Work to complete:
Output the data exactly, with every line intact.

BEGIN Material for this exercise

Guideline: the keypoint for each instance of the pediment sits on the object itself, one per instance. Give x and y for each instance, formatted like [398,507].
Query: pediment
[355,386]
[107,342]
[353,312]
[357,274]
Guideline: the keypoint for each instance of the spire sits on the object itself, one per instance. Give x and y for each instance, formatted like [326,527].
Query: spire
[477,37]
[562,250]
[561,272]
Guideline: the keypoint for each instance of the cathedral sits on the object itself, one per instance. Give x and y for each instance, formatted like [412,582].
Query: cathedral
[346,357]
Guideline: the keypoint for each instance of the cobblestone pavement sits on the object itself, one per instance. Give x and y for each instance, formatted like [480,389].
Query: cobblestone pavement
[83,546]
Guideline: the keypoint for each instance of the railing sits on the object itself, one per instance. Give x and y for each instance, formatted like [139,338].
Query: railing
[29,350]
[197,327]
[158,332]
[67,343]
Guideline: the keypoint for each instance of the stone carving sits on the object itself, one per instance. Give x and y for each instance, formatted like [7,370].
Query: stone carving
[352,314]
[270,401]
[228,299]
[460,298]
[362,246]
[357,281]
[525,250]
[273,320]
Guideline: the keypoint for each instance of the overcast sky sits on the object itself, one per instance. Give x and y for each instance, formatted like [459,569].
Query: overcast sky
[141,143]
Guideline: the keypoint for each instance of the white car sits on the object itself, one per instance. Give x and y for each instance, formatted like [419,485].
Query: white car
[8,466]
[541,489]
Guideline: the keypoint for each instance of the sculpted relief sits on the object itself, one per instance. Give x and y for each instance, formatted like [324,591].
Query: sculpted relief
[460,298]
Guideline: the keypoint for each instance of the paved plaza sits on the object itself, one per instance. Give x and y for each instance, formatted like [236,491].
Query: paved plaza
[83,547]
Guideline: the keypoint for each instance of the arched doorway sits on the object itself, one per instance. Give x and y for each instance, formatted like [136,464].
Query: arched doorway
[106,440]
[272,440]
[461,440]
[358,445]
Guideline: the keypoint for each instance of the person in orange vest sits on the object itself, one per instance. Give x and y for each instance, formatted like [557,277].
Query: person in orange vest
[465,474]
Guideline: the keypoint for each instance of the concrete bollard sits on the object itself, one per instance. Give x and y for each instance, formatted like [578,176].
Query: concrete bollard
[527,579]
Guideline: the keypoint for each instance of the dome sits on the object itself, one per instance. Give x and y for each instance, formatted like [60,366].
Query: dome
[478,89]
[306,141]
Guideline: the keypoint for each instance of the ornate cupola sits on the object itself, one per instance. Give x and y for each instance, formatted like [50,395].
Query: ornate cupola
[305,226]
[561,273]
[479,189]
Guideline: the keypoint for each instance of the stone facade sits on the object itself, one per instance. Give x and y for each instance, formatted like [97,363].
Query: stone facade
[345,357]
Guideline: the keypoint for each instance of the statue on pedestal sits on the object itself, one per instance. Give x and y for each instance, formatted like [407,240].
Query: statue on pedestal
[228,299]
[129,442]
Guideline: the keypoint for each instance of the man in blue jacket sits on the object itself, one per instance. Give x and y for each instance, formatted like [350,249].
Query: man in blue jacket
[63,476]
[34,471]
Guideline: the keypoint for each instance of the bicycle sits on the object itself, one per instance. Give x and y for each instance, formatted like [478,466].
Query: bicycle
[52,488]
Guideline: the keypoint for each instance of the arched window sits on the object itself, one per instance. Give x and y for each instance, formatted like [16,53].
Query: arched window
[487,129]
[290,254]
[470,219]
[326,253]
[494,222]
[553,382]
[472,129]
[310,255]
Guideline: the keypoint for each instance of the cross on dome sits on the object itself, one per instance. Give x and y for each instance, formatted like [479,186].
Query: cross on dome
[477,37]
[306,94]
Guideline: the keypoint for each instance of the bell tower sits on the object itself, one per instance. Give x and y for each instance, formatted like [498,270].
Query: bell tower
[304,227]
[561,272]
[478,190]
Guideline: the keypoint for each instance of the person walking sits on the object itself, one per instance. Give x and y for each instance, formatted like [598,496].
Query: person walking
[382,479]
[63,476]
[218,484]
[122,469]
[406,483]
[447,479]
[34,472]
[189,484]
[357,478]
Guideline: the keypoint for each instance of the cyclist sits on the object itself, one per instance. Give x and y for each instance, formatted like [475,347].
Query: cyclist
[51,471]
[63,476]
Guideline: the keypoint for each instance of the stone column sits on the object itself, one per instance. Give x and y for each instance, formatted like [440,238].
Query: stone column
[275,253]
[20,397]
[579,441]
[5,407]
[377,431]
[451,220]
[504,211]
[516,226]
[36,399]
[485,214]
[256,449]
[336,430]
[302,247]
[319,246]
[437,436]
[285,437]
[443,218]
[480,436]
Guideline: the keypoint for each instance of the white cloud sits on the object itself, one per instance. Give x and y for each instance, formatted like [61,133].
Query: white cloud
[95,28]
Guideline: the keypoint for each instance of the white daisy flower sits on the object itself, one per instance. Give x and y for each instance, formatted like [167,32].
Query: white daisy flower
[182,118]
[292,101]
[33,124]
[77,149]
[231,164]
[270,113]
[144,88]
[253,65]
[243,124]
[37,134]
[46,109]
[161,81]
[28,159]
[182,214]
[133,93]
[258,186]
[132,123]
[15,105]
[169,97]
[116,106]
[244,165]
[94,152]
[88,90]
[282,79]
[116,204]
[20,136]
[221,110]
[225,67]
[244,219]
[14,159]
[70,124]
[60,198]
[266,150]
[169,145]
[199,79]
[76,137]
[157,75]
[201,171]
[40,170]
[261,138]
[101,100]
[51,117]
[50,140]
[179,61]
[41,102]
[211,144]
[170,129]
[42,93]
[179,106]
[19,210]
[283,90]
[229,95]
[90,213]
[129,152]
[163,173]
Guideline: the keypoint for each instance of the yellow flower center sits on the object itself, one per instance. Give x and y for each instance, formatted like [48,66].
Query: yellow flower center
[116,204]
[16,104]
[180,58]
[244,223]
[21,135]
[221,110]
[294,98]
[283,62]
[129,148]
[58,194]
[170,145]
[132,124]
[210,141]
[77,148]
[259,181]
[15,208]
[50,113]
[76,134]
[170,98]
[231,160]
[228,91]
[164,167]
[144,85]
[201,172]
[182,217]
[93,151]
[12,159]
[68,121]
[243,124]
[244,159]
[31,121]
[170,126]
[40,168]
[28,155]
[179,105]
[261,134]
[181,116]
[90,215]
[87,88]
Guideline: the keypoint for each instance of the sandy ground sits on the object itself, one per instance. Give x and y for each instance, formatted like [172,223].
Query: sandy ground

END Material for this exercise

Output of the exercise:
Guideline: the keypoint for each instance of the pediment sits on the object itself, one per instance. Give x and y for each instance, formatted like [398,507].
Query: pediment
[355,386]
[107,342]
[353,312]
[357,274]
Guideline: the keypoint for each instance of the spire sits on the object itself, one per instance. Give x and y for each instance, formatted like [326,527].
Query: spire
[477,37]
[562,250]
[561,272]
Guideline: the keypoint for each instance of the cathedral sits on the object itself, one per instance. Give x and y for each instance, formatted like [412,582].
Query: cathedral
[346,357]
Guideline: the keypoint for each instance of the cobblestone pavement sits on the object itself, one per instance. Give x and y for each instance, formatted like [480,389].
Query: cobblestone pavement
[83,546]
Guideline: the keypoint for each instance of the railing sits on the object itself, one per instance. Give x and y for each instance, formatted like [139,338].
Query: railing
[29,350]
[197,327]
[158,332]
[67,343]
Guideline: the keypoint for each instance of the stone carving sits on the object itself, one per instance. Give x and y for each instance, formatted like [7,370].
Query: stone carving
[352,314]
[270,401]
[228,299]
[460,298]
[362,246]
[357,281]
[525,250]
[273,320]
Guideline: the keypoint for each instance of the overcast sky sits on the object itself, one per instance. Give x and y for each instance, formatted like [459,569].
Query: overcast sky
[141,143]
Guideline: the keypoint for each instance of the white car sits on the object itself, one per instance. Give x and y for each instance, formatted like [419,485].
Query: white car
[8,466]
[541,489]
Guideline: the keypoint for each instance of the sculpted relief sits on the object itself, one per instance. Give x and y for each instance, formatted like [324,591].
Query: sculpted relief
[460,298]
Guideline: the keypoint for each instance of the paved plaza sits on the object itself, one per instance. Give x and y for each instance, formatted like [236,491].
Query: paved plaza
[83,547]
Guideline: the keypoint for each instance of the arched doorway sits on the object itself, one per instance. Give x and y for each instance, formatted like [136,464].
Query: arched doorway
[106,440]
[272,440]
[461,440]
[358,445]
Guideline: the keypoint for each instance of the person in orange vest sits on the object itself, one per instance. Give x and y for each instance, formatted like [557,277].
Query: person in orange vest
[465,474]
Guideline: the keypoint for each instance of the concrete bollard sits on the object itself, one per instance. Give x and y for each instance, formatted like [578,176].
Query: concrete bollard
[527,579]
Guideline: the keypoint for each instance of the dome sits on the object itself, one per instance. Give x and y for each instance, formatted like [60,366].
Query: dome
[478,89]
[306,141]
Guideline: the keypoint for each instance of the ornate cupola sits on the object itself, one per instance. Give x and y for each instance, formatted like [50,395].
Query: ornate cupola
[305,226]
[561,273]
[479,189]
Guideline: the keypoint for each instance of the stone facade sits on the object itself, one per instance. Give x and y for each instance, formatted like [97,363].
Query: stone facade
[345,357]
Guideline: the keypoint for each instance of the statue on pedestal sits on the object itself, one per instance. Give x and y for each instance, formatted like [407,240].
Query: statue on pedestal
[228,299]
[129,442]
Guideline: the keypoint for each instance of the man in blue jacket sits on the object itself, one per instance. Give x and y for each instance, formatted like [350,249].
Query: man in blue jacket
[63,476]
[34,471]
Guideline: the keypoint for each instance of the bicycle sits on the object itself, one per instance. Give x and y for each instance, formatted like [478,466].
Query: bicycle
[52,488]
Guideline: the keypoint for each instance of the arched window sits on the object itself, one per instance. Give x and y for each instance, formatted like [16,53].
Query: arched window
[487,129]
[290,254]
[470,219]
[326,253]
[494,222]
[553,382]
[472,129]
[310,255]
Guideline: the keypoint for each instance of the cross on dome sits on the object itself, one per instance. Give x and y for each instance, formatted like [479,186].
Query: cross on dome
[477,37]
[306,94]
Guideline: the keypoint for each instance of the bell tower sits on the object itself, one per instance. Give x and y for each instance, formatted like [498,270].
Query: bell tower
[304,227]
[561,272]
[478,190]
Guideline: the keypoint for each instance of the person walking sits on the object itself, one per instance. Give x and y for each instance, formatted like [598,496].
Query: person walking
[382,479]
[63,476]
[218,484]
[122,469]
[406,483]
[447,479]
[34,472]
[189,484]
[357,478]
Guideline: the keypoint for each instance of the cyclist sits on the object itself, one per instance. Give x and y for each instance, formatted like [475,347].
Query: cyclist
[51,471]
[63,476]
Guideline: the keypoint for each instance of the stone column sits on the object itself, one per instance. Give x and y for each instance, formatted like [440,238].
Query: stone column
[275,253]
[20,397]
[579,441]
[5,407]
[377,431]
[451,220]
[504,211]
[516,226]
[36,399]
[485,214]
[256,449]
[336,430]
[302,247]
[319,246]
[437,436]
[285,437]
[443,218]
[480,436]
Guideline: the keypoint for each instance of the white cloud sits on the object itself, one per instance. Give x and y for each instance, formatted like [61,133].
Query: white cloud
[95,28]
Guideline: the keypoint for each instance of the white daisy flower sits on the object itself, one per instance. Give x and y for each instance, formatted like [167,32].
Query: white daisy flower
[182,118]
[292,101]
[33,124]
[77,149]
[231,164]
[270,113]
[144,88]
[253,65]
[243,124]
[37,134]
[46,109]
[161,81]
[28,159]
[182,214]
[133,93]
[258,186]
[132,123]
[15,105]
[169,97]
[116,106]
[244,165]
[94,152]
[88,90]
[282,79]
[116,204]
[20,136]
[221,110]
[225,67]
[244,219]
[14,159]
[70,124]
[60,198]
[266,150]
[169,145]
[199,79]
[76,137]
[157,75]
[201,171]
[40,170]
[261,138]
[101,100]
[51,117]
[50,140]
[179,61]
[41,102]
[211,144]
[170,129]
[42,93]
[179,106]
[19,210]
[283,90]
[229,95]
[90,213]
[129,152]
[163,173]
Guideline: the keypoint for each instance of the yellow flower center sits on the object itself, one per instance. Give x and y for each instance, formatted like [48,66].
Query: yellow flower center
[116,204]
[16,104]
[180,58]
[244,223]
[21,135]
[221,110]
[294,98]
[283,62]
[129,148]
[58,194]
[170,145]
[132,124]
[210,141]
[77,148]
[259,181]
[15,208]
[50,113]
[76,134]
[170,98]
[231,160]
[228,91]
[164,167]
[144,85]
[201,172]
[182,217]
[93,151]
[12,159]
[68,121]
[243,124]
[244,159]
[31,121]
[170,126]
[40,168]
[28,155]
[179,105]
[261,134]
[181,116]
[90,215]
[87,88]
Guideline: the keypoint for each instance of the sandy ground sits on the object itself, one per instance. Give x and y for each instance, formatted like [172,223].
Query: sandy ground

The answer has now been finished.